*EXTRACT TO READ:*
[Start of Attachment]

Reviews

Hardly Getting Over It: A Review of See a Little Light

SeeALittleLightSee a Little Light: The Trail of Rage and Melody
by Bob Mould with Michael Azerrad
Little, Brown and Company, June 2011
416 pages / $24.99  Buy from Amazon

 

 

 

 

 

 

 

Why would anyone expect the ex-member of a famous rock band—those fertile dens of back-stabbing, girlfriend stealing, passive-aggressiveness and all around hurt feelings—to offer a healthy recounting of his time in said band? It’s like asking a combat veteran to empathize with the people who shot at him.

Yet, for those rock artists we truly admire, we crave that kind retelling. They’ve blown our minds so many times in the past with their transcendent work. If we’re disappointed they can’t deal with their issues enough to tell their band’s story in a fully-realized way, it’s only because we’ve learned to expect that much from them.

[End of Attachment]

*DATA PROVIDED:*
[Start of Attachment]

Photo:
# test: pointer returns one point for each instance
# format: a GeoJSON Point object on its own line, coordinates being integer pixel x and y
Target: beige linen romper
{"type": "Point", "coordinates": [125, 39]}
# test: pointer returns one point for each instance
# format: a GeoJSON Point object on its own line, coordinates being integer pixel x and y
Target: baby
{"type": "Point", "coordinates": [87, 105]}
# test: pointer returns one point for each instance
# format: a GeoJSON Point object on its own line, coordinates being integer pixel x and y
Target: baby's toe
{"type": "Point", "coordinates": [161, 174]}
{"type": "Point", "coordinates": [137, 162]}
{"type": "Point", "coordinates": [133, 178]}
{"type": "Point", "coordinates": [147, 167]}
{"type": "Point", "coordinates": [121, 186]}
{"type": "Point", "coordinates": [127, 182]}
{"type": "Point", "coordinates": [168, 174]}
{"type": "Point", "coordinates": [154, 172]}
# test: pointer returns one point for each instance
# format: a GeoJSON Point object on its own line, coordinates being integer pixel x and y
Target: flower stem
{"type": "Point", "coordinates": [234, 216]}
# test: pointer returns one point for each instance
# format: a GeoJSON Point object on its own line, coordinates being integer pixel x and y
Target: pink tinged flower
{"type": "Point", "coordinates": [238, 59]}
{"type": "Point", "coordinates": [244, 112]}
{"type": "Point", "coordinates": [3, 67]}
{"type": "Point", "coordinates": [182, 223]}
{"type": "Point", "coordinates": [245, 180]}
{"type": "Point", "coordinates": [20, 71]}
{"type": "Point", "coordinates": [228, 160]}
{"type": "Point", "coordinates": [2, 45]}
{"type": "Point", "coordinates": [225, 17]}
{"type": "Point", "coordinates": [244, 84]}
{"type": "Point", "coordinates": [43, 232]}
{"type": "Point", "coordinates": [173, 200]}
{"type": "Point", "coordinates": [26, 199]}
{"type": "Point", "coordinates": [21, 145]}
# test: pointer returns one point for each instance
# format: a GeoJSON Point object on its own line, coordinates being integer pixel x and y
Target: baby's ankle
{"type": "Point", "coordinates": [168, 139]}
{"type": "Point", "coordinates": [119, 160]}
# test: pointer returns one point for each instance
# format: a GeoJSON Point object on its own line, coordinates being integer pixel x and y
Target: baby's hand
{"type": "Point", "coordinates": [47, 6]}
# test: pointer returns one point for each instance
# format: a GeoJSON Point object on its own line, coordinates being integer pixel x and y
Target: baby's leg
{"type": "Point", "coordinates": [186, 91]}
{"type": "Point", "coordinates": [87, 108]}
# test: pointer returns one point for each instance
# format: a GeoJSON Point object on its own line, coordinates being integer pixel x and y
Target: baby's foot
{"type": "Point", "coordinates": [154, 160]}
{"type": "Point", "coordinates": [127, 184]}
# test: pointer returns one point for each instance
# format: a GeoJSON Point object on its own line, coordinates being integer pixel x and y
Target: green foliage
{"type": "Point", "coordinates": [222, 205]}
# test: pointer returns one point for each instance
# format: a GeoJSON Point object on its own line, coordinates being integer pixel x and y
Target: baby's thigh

[End of Attachment]

*WHAT YOU NEED TO DO:*
**A.** Who co-wrote See a Little Light with Bob Mould, according to the book review?
**B.** Duplicate the book review from "Why would anyone" to "shot at him.".
**C.** Rewrite the book review's paragraph beginning "Yet, for those rock artists" in fewer words, keeping its main points.

*EXPECTED RESULTS:*
**A.** Michael Azerrad

**B.**
Why would anyone expect the ex-member of a famous rock band—those fertile dens of back-stabbing, girlfriend stealing, passive-aggressiveness and all around hurt feelings—to offer a healthy recounting of his time in said band? It’s like asking a combat veteran to empathize with the people who shot at him.

**C.** Still, we want the rock artists we admire most to tell their band's story fairly. Their brilliant work has led us to expect that much, so we're disappointed when they can't get past their issues to do it.